*** ENTRIES PROVIDED Section Begins ***

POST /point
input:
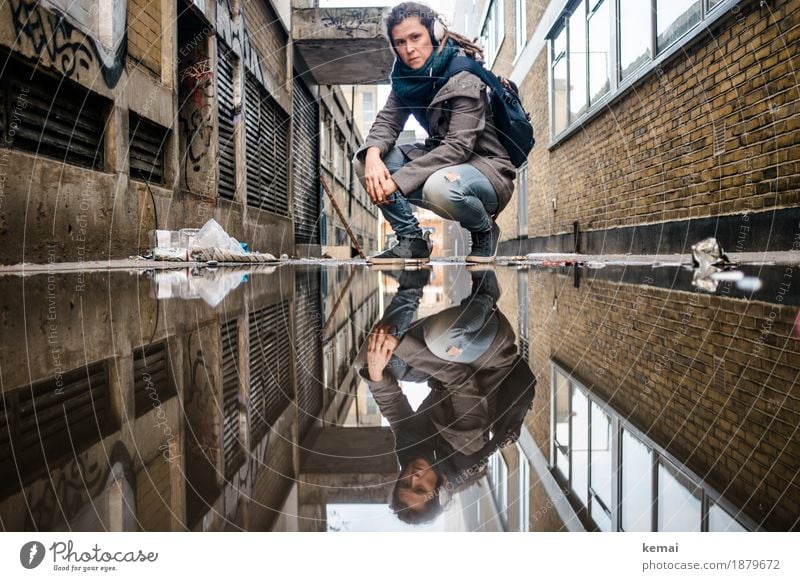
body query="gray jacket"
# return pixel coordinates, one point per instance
(462, 131)
(462, 403)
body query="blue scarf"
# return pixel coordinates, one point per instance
(416, 87)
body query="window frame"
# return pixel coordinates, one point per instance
(494, 15)
(520, 27)
(619, 87)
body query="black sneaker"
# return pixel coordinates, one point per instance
(484, 245)
(407, 249)
(484, 280)
(410, 277)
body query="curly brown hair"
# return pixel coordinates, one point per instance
(427, 17)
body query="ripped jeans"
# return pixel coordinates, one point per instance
(460, 193)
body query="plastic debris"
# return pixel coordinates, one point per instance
(211, 286)
(209, 243)
(707, 253)
(728, 275)
(749, 284)
(711, 265)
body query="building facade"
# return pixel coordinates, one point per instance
(657, 123)
(158, 114)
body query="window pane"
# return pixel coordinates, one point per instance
(721, 521)
(678, 501)
(524, 490)
(601, 455)
(580, 445)
(559, 112)
(634, 35)
(600, 517)
(674, 18)
(577, 62)
(600, 52)
(637, 483)
(562, 423)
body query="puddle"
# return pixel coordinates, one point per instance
(229, 399)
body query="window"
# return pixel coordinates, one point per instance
(524, 488)
(637, 476)
(493, 31)
(559, 82)
(678, 501)
(522, 201)
(367, 111)
(634, 35)
(599, 47)
(577, 63)
(721, 521)
(599, 50)
(674, 18)
(498, 480)
(620, 480)
(520, 26)
(600, 468)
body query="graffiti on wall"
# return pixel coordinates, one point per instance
(198, 125)
(238, 39)
(347, 21)
(57, 43)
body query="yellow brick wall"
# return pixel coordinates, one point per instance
(651, 156)
(144, 33)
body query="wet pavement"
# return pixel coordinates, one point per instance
(242, 398)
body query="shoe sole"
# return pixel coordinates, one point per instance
(480, 259)
(397, 260)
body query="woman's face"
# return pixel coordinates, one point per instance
(412, 42)
(417, 484)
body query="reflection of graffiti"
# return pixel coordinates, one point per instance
(68, 49)
(347, 21)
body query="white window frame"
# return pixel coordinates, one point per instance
(493, 30)
(520, 27)
(620, 87)
(619, 423)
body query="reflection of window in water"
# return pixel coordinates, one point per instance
(498, 480)
(618, 478)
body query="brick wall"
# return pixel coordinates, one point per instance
(651, 156)
(711, 379)
(144, 33)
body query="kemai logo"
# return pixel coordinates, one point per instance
(31, 554)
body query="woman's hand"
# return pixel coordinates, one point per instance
(380, 349)
(377, 177)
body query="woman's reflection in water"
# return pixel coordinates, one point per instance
(479, 385)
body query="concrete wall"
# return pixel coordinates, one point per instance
(163, 72)
(70, 323)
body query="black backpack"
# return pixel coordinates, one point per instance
(512, 122)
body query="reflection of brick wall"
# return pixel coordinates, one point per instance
(690, 370)
(651, 157)
(144, 33)
(268, 38)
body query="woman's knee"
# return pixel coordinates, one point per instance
(442, 189)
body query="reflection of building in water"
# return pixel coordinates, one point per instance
(658, 408)
(172, 416)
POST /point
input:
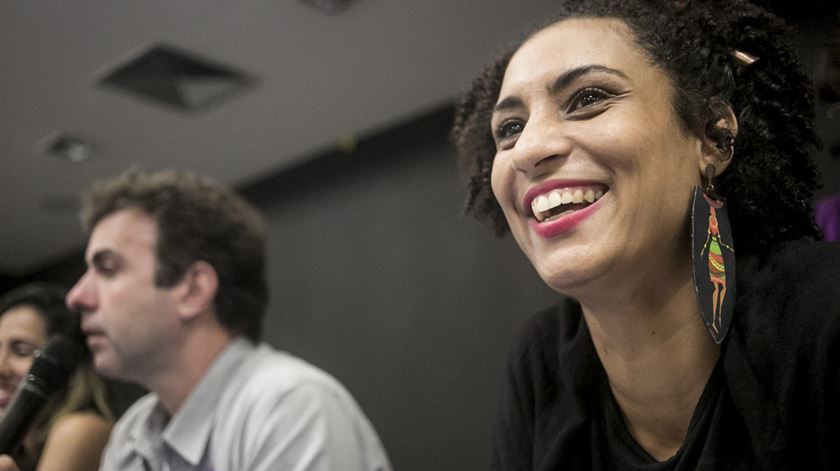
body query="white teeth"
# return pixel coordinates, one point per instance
(567, 197)
(545, 202)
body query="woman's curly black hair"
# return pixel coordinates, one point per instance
(770, 181)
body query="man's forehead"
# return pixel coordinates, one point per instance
(122, 229)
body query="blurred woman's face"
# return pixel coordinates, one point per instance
(22, 331)
(593, 170)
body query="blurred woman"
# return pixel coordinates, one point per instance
(651, 160)
(70, 433)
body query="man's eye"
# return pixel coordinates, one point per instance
(510, 128)
(587, 97)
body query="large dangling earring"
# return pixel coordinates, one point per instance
(713, 258)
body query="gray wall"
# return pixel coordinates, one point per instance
(376, 278)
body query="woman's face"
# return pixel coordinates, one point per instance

*** ENTRIES PROVIDED Section Ends ***

#### WHAT IS REQUIRED
After reading the records above, give the number of lines that include "black", and add nothing else.

#### RESPONSE AREA
3